SOURCE RECORDS START

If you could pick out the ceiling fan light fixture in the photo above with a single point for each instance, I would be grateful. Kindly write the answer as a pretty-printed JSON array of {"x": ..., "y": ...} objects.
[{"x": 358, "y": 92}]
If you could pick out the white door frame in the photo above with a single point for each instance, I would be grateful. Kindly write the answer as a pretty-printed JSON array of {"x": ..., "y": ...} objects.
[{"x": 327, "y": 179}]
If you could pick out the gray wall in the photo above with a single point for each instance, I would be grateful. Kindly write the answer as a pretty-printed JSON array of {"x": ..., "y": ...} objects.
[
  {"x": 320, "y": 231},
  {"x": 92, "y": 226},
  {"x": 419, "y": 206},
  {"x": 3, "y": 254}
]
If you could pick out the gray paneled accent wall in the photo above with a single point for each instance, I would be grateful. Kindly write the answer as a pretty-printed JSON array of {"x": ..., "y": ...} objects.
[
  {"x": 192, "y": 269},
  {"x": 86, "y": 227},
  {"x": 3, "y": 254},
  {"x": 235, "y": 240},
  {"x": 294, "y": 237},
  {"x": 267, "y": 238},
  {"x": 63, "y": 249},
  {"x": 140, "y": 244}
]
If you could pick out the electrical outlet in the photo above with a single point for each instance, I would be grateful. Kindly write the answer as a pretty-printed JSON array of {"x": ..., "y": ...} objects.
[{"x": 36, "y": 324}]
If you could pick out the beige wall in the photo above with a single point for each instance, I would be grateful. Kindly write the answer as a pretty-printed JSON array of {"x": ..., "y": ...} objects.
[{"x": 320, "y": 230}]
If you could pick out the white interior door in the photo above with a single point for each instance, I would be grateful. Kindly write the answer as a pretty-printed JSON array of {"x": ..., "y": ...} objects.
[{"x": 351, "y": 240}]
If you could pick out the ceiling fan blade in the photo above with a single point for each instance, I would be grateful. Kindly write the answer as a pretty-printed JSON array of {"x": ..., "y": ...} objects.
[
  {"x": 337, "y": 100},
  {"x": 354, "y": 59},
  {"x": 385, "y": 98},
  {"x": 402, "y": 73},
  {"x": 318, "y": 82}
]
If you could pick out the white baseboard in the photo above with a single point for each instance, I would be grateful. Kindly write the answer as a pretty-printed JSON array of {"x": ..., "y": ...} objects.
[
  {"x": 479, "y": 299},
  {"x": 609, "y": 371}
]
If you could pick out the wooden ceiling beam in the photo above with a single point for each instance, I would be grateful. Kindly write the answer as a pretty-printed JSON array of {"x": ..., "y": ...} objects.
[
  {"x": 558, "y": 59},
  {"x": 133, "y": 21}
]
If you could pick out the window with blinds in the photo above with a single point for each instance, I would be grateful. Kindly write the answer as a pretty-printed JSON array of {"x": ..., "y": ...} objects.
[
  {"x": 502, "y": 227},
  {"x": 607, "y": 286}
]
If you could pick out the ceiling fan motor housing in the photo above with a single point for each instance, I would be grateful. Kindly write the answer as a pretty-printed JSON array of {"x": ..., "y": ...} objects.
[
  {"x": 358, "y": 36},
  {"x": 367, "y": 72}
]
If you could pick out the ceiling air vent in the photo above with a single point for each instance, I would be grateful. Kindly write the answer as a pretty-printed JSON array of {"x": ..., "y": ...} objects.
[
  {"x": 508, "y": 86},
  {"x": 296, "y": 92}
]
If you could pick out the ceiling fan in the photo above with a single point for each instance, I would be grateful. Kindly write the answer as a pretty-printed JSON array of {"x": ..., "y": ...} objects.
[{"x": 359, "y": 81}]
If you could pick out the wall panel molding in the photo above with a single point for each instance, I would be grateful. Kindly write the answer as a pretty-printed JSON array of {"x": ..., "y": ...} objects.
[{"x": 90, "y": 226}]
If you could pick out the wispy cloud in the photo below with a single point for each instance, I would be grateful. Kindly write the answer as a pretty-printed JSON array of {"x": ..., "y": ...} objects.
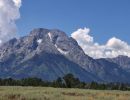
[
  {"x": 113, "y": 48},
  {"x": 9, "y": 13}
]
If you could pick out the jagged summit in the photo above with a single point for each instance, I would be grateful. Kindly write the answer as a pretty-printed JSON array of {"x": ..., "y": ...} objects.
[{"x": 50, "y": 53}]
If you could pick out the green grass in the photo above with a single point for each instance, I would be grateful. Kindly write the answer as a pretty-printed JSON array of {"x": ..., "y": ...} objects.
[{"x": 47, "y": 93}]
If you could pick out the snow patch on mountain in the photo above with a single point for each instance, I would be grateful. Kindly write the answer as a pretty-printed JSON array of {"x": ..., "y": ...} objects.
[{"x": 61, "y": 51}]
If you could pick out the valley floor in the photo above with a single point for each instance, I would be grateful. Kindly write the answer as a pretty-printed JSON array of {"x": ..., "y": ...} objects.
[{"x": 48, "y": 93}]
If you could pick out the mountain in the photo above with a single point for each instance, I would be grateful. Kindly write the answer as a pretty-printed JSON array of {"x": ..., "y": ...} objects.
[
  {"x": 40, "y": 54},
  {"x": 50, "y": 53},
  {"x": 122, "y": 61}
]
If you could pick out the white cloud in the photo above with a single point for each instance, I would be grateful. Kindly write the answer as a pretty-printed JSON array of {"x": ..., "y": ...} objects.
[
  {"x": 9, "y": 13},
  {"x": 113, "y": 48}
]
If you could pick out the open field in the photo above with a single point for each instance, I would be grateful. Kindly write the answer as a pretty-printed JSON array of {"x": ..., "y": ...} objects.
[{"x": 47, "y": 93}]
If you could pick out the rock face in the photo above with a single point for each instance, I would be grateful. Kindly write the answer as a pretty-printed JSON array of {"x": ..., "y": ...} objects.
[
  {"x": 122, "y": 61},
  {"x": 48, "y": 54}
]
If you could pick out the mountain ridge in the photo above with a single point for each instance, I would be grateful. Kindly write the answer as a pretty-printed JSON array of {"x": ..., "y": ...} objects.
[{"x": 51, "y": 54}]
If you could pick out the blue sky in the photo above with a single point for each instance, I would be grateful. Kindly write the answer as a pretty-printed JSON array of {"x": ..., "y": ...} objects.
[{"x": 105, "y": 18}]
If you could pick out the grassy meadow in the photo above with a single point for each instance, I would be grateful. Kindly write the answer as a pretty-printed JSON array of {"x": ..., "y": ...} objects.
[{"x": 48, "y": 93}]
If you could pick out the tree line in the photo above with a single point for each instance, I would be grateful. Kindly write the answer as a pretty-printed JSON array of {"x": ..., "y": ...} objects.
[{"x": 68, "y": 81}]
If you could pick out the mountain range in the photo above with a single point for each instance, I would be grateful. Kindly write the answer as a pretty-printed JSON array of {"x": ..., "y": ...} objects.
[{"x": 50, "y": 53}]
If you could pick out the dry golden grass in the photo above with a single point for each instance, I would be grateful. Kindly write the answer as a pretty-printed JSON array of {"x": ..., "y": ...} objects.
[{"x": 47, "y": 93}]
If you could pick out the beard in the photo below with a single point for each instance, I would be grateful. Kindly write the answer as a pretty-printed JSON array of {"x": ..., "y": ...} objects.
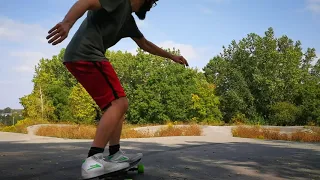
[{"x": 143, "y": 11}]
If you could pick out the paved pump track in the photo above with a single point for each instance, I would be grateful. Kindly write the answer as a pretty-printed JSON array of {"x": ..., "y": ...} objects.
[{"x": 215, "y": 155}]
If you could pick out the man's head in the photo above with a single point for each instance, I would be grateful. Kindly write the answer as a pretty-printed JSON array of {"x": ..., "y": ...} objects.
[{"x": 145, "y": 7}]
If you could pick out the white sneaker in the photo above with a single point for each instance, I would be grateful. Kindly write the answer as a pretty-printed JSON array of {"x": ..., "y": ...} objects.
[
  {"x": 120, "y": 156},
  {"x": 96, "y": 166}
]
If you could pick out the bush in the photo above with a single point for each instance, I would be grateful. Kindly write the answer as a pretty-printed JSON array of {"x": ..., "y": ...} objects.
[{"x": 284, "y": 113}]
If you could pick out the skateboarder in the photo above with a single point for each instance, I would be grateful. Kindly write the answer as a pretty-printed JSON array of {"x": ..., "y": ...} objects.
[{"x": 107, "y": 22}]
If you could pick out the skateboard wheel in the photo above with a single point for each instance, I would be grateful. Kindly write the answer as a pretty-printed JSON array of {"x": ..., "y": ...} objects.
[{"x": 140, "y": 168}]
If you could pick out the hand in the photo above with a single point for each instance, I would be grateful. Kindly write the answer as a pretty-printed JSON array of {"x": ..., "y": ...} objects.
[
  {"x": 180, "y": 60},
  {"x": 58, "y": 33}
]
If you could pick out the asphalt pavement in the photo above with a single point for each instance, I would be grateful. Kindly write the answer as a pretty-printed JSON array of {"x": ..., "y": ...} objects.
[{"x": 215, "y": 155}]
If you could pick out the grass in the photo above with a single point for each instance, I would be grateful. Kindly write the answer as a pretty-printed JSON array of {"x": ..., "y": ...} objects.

SOURCE RECORDS END

> [TASK BRIEF]:
Exactly the lines from the one containing "If you could pick out the hand" to the final line of the data, both included, should be printed, and nothing more.

> [RESULT]:
If you could pick out the hand in the photo above with a single point for each instance, I would be grateful. Kindly write the answer as a pretty-printed JSON array of {"x": ..., "y": ...} objects.
[
  {"x": 180, "y": 60},
  {"x": 58, "y": 33}
]
If you could pick out the asphalt pavement in the photo above with a single point for each instance, I would be grateful. Kindly write the answer as a pretty-printed JSON array of {"x": ..., "y": ...} objects.
[{"x": 215, "y": 155}]
If you could pick out the grass in the photo above with a single point for each instance, I would be grateful. Kindly write the answer as a pretty-printed JSON array of {"x": ..., "y": ...} objects.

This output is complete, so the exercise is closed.